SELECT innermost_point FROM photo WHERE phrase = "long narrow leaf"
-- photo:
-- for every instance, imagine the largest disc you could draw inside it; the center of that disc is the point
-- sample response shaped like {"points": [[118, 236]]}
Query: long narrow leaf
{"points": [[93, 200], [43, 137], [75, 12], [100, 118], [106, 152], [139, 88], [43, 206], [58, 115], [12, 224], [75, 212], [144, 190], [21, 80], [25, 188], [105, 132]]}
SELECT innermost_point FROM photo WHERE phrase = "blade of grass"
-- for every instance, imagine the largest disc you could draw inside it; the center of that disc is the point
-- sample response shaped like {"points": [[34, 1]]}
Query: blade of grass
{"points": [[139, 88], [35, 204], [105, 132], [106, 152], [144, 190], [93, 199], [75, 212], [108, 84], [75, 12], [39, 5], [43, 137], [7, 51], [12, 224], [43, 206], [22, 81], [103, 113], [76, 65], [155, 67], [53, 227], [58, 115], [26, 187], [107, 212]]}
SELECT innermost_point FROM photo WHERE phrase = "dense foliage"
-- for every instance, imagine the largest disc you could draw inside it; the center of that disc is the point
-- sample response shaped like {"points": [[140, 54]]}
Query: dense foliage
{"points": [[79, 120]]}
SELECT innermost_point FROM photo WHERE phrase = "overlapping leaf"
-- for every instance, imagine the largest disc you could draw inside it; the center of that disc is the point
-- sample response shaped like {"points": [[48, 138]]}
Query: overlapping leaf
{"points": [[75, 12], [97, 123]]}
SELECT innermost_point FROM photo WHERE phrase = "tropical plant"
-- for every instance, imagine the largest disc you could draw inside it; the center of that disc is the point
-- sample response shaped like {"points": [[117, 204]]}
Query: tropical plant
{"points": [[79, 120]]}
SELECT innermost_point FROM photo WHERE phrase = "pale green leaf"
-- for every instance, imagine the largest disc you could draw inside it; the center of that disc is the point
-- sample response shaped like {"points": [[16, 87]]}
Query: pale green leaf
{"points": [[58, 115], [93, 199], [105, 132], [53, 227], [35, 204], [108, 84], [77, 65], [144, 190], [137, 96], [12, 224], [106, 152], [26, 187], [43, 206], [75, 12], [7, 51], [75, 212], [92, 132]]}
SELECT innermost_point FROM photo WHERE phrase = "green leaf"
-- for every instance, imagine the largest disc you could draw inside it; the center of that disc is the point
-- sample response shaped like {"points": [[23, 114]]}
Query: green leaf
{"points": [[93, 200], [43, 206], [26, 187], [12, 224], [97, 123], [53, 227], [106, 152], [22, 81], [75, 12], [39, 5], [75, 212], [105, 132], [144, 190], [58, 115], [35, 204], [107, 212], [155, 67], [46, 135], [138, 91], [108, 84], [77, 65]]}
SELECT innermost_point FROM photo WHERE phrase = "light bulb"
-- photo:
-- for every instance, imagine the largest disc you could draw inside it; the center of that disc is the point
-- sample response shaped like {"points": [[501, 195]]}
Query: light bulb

_GIVEN REQUEST_
Copy out all of the records above word for word, keeping every line and leaving nothing out.

_SOLUTION TO THIS TASK_
SELECT innermost_point FROM photo WHERE phrase = "long narrow leaf"
-- photo:
-- for every instance, imagine the largest disc you could draw inside it; the center of that disc is the point
-- sample response shaped like {"points": [[118, 236]]}
Query: long narrow leaf
{"points": [[93, 200], [43, 137], [75, 12], [100, 118], [106, 152], [139, 88], [43, 206], [58, 115], [12, 224], [75, 212], [144, 190], [21, 80], [25, 188], [105, 132]]}
SELECT innermost_point FROM photo WHERE phrase = "blade of grass"
-- for every instance, imagine the largest disc you could draw inside it; the center of that disc is the point
-- sample response shaped like {"points": [[34, 1]]}
Query: blade of grass
{"points": [[139, 88], [35, 204], [105, 132], [106, 152], [144, 190], [93, 199], [75, 212], [108, 84], [75, 12], [39, 5], [43, 137], [7, 51], [12, 224], [43, 206], [22, 81], [103, 113], [76, 65], [155, 67], [53, 227], [58, 115], [26, 187], [107, 212]]}
SELECT innermost_point FROM photo WHERE phrase = "dense foliage"
-- for every instance, imagine the largest disc you could draw inside it; the center of that disc is the point
-- sample response shaped like {"points": [[140, 54]]}
Query: dense foliage
{"points": [[79, 120]]}
SELECT innermost_point FROM photo WHERE phrase = "overlapping leaf"
-- for every instance, imagine the largest disc you could draw inside it; the center of that disc is the point
-- sample response shaped like {"points": [[48, 138]]}
Query: overlapping leaf
{"points": [[75, 12], [97, 123]]}
SELECT innermost_point FROM photo WHERE phrase = "tropical plant"
-- for every instance, imagine the largest disc you could draw inside it; the center of that disc is the point
-- sample response shaped like {"points": [[117, 204]]}
Query: tropical plant
{"points": [[79, 120]]}
SELECT innermost_point FROM photo WHERE phrase = "pale green leaf"
-- for every instance, imagine the largest disc you could draw inside it; the center of that disc is the point
-- sample response shaped like {"points": [[16, 87]]}
Query: pale green leaf
{"points": [[58, 115], [93, 199], [105, 132], [53, 227], [35, 204], [108, 84], [77, 65], [144, 190], [137, 96], [12, 224], [106, 152], [26, 187], [43, 206], [75, 12], [7, 51], [75, 212], [92, 132]]}
SELECT innermost_point FROM photo WHERE phrase = "green leaf"
-- for every instance, imagine the largest disc you could draw inside it; the center of that disc is the point
-- sample response shaped like {"points": [[23, 114]]}
Query: green leaf
{"points": [[93, 200], [43, 206], [26, 187], [12, 224], [97, 123], [53, 227], [106, 152], [22, 81], [75, 12], [39, 5], [75, 212], [105, 132], [144, 190], [58, 115], [35, 204], [107, 212], [155, 67], [46, 135], [138, 91], [108, 84], [77, 65]]}
SELECT innermost_point FROM photo WHERE phrase = "light bulb"
-- photo:
-- for every instance, imagine the largest disc you could draw inside it; the center of that disc is the point
-- sample response shaped like {"points": [[501, 195]]}
Query: light bulb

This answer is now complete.